### [WHAT TO DO]
1. According to the documentation and testing guidelines, which prefix should test files and test functions carry in their names?
2. Summarize the documentation and testing guidelines in two sentences.

### [PAGE TEXT]

.....

Project Documentation

Include a comprehensive README.md with:
- Project description and purpose
- Installation instructions
- Usage examples
- Configuration options
- Development setup
- Contribution guidelines
Use MkDocs or Sphinx for generating documentation websites
Include in-line comments for complex logic that isn't self-explanatory

Testing

Framework

Use pytest as the primary testing framework
Organize tests to mirror the structure of the application code
Name test files with the prefix test_ (e.g., test_models.py)
Name test functions with the prefix test_ (e.g., test_user_authentication)

.....

### [INFORMATION GIVEN]

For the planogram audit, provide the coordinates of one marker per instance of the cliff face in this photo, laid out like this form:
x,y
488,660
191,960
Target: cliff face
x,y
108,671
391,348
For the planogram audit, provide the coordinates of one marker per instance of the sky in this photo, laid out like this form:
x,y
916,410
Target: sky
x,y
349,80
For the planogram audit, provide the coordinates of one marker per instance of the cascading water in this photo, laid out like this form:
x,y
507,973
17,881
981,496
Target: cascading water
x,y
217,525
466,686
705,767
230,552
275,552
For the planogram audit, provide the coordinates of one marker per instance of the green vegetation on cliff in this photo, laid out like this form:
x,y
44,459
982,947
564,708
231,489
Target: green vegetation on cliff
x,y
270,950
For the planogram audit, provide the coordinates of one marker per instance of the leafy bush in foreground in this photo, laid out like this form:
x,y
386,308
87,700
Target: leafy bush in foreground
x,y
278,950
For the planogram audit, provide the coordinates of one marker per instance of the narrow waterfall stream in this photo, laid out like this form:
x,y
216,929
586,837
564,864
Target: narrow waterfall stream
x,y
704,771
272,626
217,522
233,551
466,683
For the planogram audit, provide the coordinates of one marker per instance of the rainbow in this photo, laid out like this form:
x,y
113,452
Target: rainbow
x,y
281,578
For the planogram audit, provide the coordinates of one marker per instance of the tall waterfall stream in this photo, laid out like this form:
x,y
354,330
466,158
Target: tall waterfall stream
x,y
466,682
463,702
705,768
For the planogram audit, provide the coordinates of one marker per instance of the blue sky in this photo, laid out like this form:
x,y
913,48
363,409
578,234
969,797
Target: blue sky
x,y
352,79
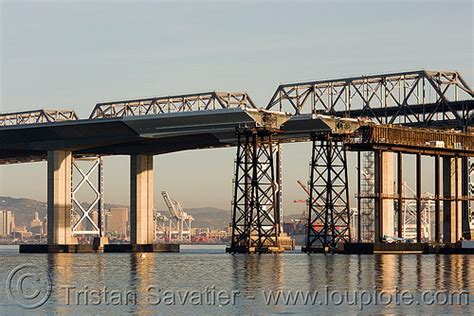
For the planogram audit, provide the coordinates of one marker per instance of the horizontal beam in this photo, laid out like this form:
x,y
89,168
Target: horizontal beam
x,y
412,140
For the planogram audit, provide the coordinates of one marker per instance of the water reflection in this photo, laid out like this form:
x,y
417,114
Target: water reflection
x,y
247,274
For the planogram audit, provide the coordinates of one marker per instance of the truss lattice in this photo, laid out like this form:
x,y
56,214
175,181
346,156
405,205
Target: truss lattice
x,y
172,104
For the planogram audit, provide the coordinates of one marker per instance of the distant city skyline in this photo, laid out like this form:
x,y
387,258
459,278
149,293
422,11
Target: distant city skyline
x,y
72,55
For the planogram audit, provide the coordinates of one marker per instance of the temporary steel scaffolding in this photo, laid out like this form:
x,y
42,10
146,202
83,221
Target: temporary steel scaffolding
x,y
255,217
36,117
329,214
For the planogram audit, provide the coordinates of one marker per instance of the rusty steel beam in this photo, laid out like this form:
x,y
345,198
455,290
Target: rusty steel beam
x,y
414,139
36,117
171,104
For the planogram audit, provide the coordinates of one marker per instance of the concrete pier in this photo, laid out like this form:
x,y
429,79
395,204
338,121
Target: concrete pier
x,y
141,200
452,204
59,198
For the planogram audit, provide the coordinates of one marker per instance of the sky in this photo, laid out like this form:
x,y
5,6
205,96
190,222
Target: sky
x,y
72,54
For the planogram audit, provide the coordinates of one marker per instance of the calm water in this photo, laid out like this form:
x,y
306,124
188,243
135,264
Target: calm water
x,y
147,280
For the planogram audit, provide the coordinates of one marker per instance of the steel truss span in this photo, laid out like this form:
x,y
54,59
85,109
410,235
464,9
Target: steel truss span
x,y
255,217
83,221
415,98
171,104
329,214
36,117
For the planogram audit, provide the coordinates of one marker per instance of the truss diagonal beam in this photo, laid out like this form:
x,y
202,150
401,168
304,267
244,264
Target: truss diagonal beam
x,y
170,104
36,117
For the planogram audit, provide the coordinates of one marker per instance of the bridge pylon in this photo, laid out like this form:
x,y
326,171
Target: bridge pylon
x,y
255,215
329,213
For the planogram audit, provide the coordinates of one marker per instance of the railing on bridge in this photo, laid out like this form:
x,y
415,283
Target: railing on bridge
x,y
414,137
415,97
171,104
36,116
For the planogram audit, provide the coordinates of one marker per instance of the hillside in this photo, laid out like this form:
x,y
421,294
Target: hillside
x,y
24,210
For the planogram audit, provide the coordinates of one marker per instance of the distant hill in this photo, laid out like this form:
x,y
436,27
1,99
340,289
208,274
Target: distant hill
x,y
24,210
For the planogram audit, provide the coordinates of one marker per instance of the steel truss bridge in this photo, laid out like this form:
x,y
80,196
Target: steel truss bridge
x,y
334,115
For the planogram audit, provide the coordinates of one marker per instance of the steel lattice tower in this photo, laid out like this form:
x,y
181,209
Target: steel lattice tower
x,y
329,214
255,217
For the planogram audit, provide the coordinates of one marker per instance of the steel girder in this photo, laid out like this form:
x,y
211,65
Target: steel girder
x,y
414,98
329,213
171,104
255,215
82,220
36,116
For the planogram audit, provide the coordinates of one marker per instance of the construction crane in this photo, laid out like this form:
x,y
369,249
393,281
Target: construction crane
x,y
179,222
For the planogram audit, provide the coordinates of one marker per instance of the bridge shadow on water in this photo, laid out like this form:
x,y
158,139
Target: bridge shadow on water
x,y
138,283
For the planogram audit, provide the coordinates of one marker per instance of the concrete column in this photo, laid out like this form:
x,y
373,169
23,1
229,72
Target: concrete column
x,y
59,198
385,188
452,204
141,199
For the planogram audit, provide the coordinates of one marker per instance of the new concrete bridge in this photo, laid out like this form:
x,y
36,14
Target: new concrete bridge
x,y
323,112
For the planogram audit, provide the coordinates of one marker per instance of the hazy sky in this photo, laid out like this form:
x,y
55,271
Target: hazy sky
x,y
71,54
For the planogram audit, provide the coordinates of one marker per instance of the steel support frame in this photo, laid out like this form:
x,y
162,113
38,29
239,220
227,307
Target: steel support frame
x,y
82,221
329,212
255,215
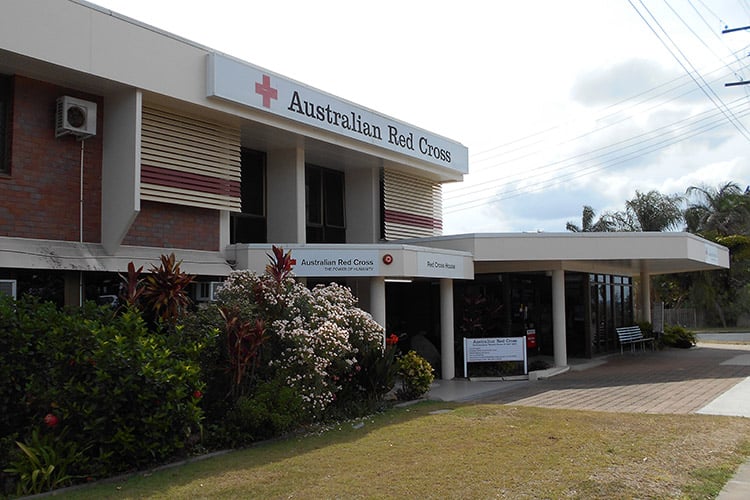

.....

### [SOLUTIONS TO EACH TASK]
1. Both should carry the prefix test_.

2. Projects should include a comprehensive README.md covering their description, installation, usage, configuration, development setup and contribution guidelines, with MkDocs or Sphinx used to generate documentation websites and in-line comments added for complex logic. Testing should use pytest as the primary framework, with tests organized to mirror the application code and test files and functions named with the prefix test_.